This is the default extractor. Unless overriden, as in the example above, all Units will use this extractor to populate their ResponseSchema. We pass the ResponseSchema to Instructor with default settings to use the provider-side constrained decoding mechanism (e.g., json-mode, function calling, etc.) to produce structured output. Refer to the Instructor documentation for more details.

class HeightUnit(Unit):
    class ResponseSchema(Schema):
        height: float

...
>> HeightUnit().prompt("""
    How tall is Bugs Bunny in meters?
""").via('gpt-4o-mini') # uses OpenAI structured output by default

# Raw

This only supports ResponseSchema with a single str field. We simply populate this field with the raw output of the model inference.

from verdict.extractor import RawExtractor

class HeightUnit(Unit):
    class ResponseSchema(Schema):
        height_meters: str

    class OutputSchema(Schema):
        height: float

    def process(self, input: Schema, response: ResponseSchema) -> OutputSchema:
        return OutputSchema(height=float(response.height_meters))

...
>> HeightUnit().prompt("""
    How tall is Bugs Bunny in meters? ONLY RESPOND with the height in meters.
""").extract(RawExtractor()) # dumps the raw model output into the `height_meters` field of `ResponseSchema`

# Regular Expression

Specify the extraction regex for each field in the ResponseSchema. Retries can be important here. We also recommend using the prompt as a first line of defense to guide the model to a particular format. This extractor is built on CustomExtractor.

from verdict.extractor import RegexExtractor

...
>> HeightUnit().prompt("""
    How tall is Bugs Bunny in meters? ONLY RESPOND with the height in meters.

### Information shown
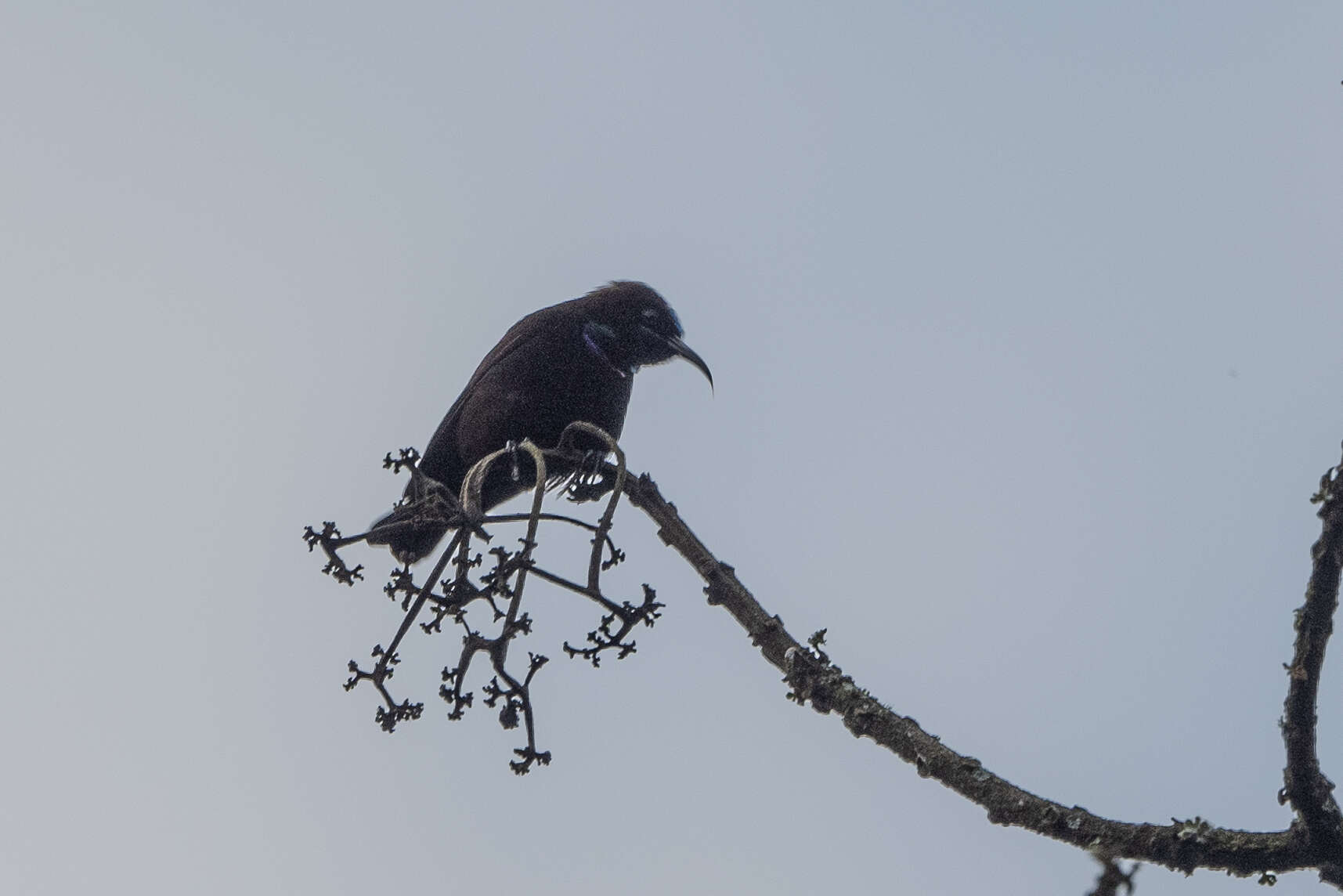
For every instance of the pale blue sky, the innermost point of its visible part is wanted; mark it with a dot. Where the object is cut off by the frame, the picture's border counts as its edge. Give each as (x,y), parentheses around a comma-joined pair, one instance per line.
(1025,327)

### Problem set
**A)** In the extractor documentation, what kind of field must the ResponseSchema have for the raw extractor to work?
**B)** Write the next part of the extractor documentation, picking up right after its last line.

### Task-by-task answers
**A)** A single str field.

**B)**
""").via('gpt-4o-mini', retries=10).extract(RegexExtractor(fields={"height": RegexExtractor.FIRST_FLOAT})). # r'[+-]?\d+(\.\d+)?'

# Post-Hoc

Sometimes extracting from a raw output using regular expressions is too complex, unreliable, or impossible. We can use a subsequent inference call on the raw output to perform Structured Output extraction.

from verdict.extractor import PostHocExtractor

...
>> JudgeUnit(DiscreteScale((1, 10))).prompt("""
    Is this funny?

    Why did the chicken cross the road?
    To get to the other side.
""").extract(PostHocExtractor())  # by default, will use the same model as the initial inference

We can (and usually should) use a much weaker model to perform the extraction than the initial task. Ths constructor has the same signature as the .via() directive, allowing us to pass any model and inference parameters.

...
>> JudgeUnit().via('gpt-4o-mini').extract(PostHocExtractor('phi-3', temperature=0.0))

# Token Probability

When your ResponseSchema has a single DiscreteScale field, we can use these discrete values as a support for a probability distribution over the response tokens. We use the logprobs of each support token as a proxy for the model's uncertainty.

from verdict.extractor import ArgmaxScoreExtractor

...
>> JudgeUnit(DiscreteScale((1, 10))).prompt("""
    Is this funny?

    Why did the chicken cross the road?
    To get to the other side.
""").extract(ArgmaxScoreExtractor())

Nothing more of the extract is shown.